Tim Richmond is now finally getting some of the respect he deserves with the yellow journalism that labeled him a murder suspect long since debunked. This year, an ARCA event is named in his honor, and I’m told that the Pocono race track where Tim enjoyed such success has some special things in store to honor Richmond this June 7th, which would have been Tim’s birthday. That’s great, and it’s long overdue. For years, people have been debating whether Jeff Gordon (and by association, Jimmie Johnson) would ever have gotten a shot at HMS if it wasn’t for Tim Richmond. Folks can go on debating it forever, but let there be no doubt; if there was no Harry Hyde, Hendrick Motorsports would never have survived or possibly even gotten off the ground. As my Irish ancestors might say, Good on ya, Harry and Godspeed. I bet you’re sitting atop the No. 25 team’s pit box at whatever short track lays beyond those Pearly Gates.

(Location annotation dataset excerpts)
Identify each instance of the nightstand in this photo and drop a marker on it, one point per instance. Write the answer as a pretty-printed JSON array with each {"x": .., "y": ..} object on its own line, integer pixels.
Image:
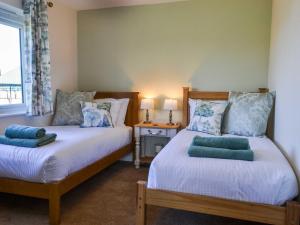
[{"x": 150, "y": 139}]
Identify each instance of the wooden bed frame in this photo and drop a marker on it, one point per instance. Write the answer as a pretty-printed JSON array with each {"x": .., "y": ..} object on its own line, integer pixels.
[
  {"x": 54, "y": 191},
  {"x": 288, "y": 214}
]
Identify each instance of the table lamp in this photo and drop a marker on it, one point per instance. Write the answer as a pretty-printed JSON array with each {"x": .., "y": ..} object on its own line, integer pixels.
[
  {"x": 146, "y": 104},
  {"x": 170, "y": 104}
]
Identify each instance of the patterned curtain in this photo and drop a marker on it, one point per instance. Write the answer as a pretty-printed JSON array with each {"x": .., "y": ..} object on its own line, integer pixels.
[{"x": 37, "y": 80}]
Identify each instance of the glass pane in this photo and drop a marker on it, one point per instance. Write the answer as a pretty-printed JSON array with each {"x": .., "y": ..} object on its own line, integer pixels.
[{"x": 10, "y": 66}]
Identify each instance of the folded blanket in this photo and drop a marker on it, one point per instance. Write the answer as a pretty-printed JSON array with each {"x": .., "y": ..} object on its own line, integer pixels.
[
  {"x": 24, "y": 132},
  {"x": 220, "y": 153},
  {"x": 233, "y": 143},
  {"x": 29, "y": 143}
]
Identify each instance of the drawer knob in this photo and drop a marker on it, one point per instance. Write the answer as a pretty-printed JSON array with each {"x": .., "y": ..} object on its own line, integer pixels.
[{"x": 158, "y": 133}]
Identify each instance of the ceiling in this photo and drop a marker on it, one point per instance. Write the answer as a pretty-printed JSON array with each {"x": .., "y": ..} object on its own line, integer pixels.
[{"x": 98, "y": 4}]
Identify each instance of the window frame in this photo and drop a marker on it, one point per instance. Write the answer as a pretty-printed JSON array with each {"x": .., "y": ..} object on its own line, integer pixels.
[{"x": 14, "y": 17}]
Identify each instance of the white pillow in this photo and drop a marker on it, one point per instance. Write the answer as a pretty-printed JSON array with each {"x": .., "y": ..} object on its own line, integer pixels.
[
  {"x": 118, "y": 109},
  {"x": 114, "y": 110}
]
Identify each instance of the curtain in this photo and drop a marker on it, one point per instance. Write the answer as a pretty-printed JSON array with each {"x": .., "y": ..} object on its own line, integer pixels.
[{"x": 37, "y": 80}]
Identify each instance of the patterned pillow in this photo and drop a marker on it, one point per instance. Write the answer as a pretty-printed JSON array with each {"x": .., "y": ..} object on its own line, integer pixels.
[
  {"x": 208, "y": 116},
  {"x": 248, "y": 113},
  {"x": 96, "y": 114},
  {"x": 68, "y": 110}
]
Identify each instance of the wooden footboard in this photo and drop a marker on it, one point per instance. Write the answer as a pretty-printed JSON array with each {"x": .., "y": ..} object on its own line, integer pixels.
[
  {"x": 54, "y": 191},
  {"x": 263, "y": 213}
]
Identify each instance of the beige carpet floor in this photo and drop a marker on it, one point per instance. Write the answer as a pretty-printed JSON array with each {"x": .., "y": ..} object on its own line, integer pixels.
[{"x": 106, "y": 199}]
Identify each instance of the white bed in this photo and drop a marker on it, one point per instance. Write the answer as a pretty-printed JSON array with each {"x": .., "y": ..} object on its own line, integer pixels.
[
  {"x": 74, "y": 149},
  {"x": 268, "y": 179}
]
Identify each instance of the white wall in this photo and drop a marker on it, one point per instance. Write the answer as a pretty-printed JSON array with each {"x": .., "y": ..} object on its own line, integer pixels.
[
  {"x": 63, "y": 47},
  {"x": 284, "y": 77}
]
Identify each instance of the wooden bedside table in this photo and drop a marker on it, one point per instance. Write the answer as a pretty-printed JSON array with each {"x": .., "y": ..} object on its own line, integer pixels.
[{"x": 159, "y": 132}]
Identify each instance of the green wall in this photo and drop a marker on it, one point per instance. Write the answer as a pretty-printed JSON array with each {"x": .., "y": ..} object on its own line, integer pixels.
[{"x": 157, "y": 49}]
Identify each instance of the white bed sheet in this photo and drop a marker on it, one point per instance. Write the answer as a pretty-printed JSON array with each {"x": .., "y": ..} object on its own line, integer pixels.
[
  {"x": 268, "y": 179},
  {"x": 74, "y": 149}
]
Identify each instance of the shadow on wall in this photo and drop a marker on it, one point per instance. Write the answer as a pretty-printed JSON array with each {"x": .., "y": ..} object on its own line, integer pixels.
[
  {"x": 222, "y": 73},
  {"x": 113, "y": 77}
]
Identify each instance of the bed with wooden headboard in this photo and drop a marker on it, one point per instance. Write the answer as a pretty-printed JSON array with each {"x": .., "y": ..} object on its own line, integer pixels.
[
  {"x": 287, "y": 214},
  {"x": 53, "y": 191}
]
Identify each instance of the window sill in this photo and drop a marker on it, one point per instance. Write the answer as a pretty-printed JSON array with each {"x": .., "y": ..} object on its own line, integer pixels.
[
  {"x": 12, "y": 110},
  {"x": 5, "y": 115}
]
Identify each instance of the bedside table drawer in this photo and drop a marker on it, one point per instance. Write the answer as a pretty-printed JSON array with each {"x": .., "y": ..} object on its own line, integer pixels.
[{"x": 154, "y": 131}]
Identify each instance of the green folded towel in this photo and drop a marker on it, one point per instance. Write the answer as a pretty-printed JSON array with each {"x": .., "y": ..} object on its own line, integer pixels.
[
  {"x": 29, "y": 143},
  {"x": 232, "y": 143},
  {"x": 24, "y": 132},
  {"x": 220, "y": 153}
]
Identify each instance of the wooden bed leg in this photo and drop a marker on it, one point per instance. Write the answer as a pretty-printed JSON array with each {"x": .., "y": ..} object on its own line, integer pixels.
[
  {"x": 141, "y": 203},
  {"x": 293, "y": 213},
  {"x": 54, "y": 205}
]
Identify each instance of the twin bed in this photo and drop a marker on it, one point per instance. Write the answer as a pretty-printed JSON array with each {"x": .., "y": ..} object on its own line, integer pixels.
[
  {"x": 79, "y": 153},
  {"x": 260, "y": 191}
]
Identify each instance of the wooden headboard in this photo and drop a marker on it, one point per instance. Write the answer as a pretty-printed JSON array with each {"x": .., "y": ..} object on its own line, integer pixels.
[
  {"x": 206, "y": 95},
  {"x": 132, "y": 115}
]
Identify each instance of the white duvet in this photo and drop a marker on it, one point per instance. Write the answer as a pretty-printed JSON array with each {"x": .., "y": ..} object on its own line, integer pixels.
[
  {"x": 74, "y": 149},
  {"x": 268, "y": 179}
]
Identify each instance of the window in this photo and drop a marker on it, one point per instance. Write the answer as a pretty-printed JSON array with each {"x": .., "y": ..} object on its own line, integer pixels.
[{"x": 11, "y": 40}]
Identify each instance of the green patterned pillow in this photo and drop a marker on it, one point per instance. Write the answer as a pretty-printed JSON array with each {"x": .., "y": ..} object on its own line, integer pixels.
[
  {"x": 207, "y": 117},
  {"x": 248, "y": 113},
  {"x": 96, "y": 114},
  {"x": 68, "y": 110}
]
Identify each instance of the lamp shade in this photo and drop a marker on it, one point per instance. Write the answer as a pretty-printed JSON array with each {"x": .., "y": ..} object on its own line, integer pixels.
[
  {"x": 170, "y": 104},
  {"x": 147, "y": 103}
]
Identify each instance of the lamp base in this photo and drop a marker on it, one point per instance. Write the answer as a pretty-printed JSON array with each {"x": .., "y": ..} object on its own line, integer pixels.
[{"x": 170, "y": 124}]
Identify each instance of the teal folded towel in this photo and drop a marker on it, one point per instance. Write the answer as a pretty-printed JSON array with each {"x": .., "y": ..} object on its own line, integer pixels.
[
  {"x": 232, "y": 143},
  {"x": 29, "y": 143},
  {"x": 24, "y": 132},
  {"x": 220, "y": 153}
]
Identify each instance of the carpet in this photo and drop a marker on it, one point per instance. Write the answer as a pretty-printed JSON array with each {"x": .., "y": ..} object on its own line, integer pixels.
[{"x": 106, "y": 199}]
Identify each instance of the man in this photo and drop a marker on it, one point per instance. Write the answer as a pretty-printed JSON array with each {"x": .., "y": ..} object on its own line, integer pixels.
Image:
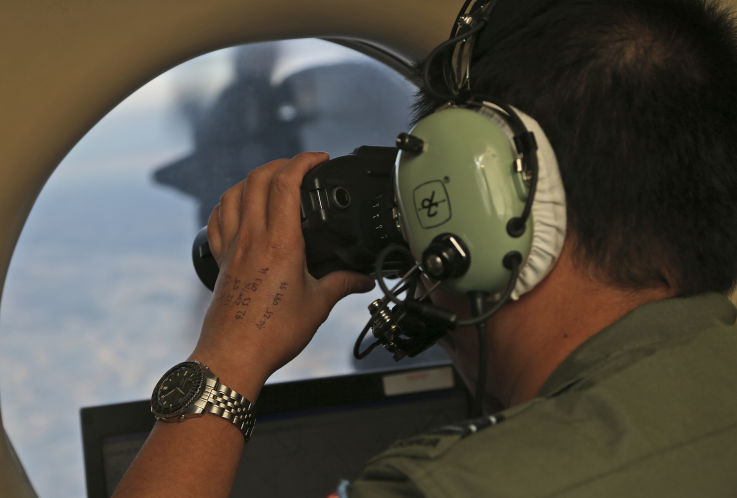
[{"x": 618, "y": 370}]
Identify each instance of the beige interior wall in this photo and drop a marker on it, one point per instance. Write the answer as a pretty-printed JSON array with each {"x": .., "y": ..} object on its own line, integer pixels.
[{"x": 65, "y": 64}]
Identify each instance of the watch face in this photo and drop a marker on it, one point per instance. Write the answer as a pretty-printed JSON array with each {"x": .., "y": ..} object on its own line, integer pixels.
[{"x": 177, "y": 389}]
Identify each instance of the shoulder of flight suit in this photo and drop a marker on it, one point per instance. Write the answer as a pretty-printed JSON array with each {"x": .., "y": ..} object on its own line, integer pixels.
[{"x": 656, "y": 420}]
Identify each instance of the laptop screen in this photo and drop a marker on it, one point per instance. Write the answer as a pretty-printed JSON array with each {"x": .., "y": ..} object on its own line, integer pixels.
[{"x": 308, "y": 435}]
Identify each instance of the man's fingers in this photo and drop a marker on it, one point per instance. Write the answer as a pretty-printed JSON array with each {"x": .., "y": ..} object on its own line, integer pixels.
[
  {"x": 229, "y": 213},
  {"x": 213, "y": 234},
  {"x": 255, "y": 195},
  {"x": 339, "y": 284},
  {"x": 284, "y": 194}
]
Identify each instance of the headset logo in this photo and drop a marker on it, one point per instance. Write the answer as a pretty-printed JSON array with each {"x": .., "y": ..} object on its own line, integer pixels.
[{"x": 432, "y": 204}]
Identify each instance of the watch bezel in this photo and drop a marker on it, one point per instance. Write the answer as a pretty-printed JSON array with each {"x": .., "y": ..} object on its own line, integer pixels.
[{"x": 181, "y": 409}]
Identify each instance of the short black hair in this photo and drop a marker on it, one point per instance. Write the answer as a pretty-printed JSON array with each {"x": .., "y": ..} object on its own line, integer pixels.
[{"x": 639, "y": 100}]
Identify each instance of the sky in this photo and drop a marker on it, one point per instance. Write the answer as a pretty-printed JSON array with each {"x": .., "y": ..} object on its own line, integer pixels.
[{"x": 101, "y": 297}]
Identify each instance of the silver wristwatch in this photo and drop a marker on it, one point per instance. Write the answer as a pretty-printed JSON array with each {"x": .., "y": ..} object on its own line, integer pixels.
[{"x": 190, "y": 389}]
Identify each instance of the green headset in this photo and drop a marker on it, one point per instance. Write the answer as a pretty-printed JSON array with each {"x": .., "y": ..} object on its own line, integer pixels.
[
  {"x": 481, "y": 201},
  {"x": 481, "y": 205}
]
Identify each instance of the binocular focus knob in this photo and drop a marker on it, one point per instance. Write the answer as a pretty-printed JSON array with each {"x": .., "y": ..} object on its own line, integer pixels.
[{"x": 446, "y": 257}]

Directions for this task: Could you condense the paragraph of the racing passage that begins "Tim Richmond is now finally" into a shorter version that keeps its main facts? The records have nothing to do with this.

Result of the exercise: Tim Richmond is at last gaining overdue respect, since the yellow journalism that called him a murder suspect was debunked long ago. This year an ARCA event bears his name, and the Pocono track, where he had great success, reportedly plans special tributes on June 7th, which would have been his birthday. People still debate whether Jeff Gordon, and with him Jimmie Johnson, would have reached HMS without Richmond. The writer insists, however, that without Harry Hyde, Hendrick Motorsports would never have survived and might not even have started. The paragraph ends with a salute to Hyde, picturing him atop the No. 25 team's pit box at a short track beyond the Pearly Gates.